Lines of data:
====

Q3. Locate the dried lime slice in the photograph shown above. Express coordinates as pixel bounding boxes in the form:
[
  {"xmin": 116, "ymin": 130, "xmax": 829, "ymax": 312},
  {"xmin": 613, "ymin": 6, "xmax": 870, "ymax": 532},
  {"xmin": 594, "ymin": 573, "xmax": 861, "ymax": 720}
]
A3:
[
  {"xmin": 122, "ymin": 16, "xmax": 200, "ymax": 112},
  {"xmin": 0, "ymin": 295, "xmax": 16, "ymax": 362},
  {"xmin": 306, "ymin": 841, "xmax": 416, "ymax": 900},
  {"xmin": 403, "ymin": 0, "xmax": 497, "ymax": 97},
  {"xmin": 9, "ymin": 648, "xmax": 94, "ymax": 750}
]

====

- What needs to be done: Can you print the lines above exactly as they appear, without changing anything?

- Solution to the problem:
Q3. Locate the dried lime slice in the photograph shown above. Express coordinates as pixel bounding boxes in the form:
[
  {"xmin": 116, "ymin": 130, "xmax": 829, "ymax": 312},
  {"xmin": 613, "ymin": 6, "xmax": 870, "ymax": 532},
  {"xmin": 594, "ymin": 573, "xmax": 861, "ymax": 720}
]
A3:
[
  {"xmin": 122, "ymin": 16, "xmax": 200, "ymax": 112},
  {"xmin": 0, "ymin": 295, "xmax": 16, "ymax": 362},
  {"xmin": 306, "ymin": 841, "xmax": 416, "ymax": 900},
  {"xmin": 403, "ymin": 0, "xmax": 497, "ymax": 97},
  {"xmin": 9, "ymin": 648, "xmax": 94, "ymax": 750}
]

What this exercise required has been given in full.